### [Work task]
Which lines of the entries below include "instance"? List them all.

Collected data:

○ ○ ○ ○ ○ ○ ○

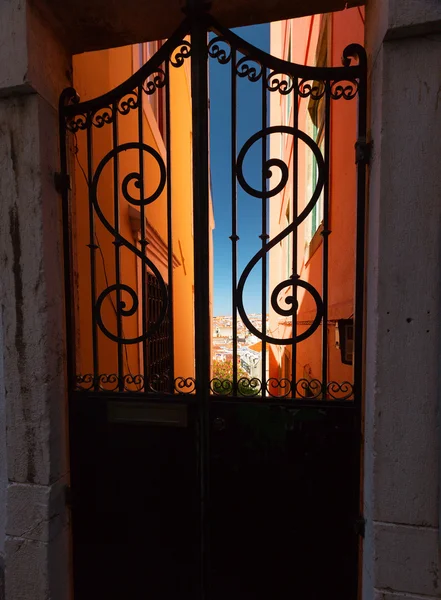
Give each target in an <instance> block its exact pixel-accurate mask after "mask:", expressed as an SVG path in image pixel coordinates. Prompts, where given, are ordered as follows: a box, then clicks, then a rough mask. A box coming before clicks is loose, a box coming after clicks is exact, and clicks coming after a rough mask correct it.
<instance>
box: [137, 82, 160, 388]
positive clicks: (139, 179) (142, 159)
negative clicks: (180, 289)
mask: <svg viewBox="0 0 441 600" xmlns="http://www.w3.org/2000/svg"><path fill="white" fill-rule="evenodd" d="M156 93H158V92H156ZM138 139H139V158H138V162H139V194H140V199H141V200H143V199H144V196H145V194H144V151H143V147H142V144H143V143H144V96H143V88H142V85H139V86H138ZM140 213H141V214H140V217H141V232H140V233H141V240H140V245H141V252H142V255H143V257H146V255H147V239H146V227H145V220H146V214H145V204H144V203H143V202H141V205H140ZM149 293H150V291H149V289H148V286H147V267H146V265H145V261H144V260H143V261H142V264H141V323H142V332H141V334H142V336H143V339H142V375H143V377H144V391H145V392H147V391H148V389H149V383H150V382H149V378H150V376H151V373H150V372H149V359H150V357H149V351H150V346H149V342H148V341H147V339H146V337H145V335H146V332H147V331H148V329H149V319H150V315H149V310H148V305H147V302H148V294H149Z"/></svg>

○ ○ ○ ○ ○ ○ ○

### [Exercise answer]
Give each target in an <instance> block its exact pixel-accurate mask after "mask:", expressed as an SVG path in image pixel coordinates. Prompts, where given, are ordered as follows: a box, then clicks, then a rough mask. A box coming before clicks is loose, a box coming after clicks is exact, and clicks coming after a rough mask correct it.
<instance>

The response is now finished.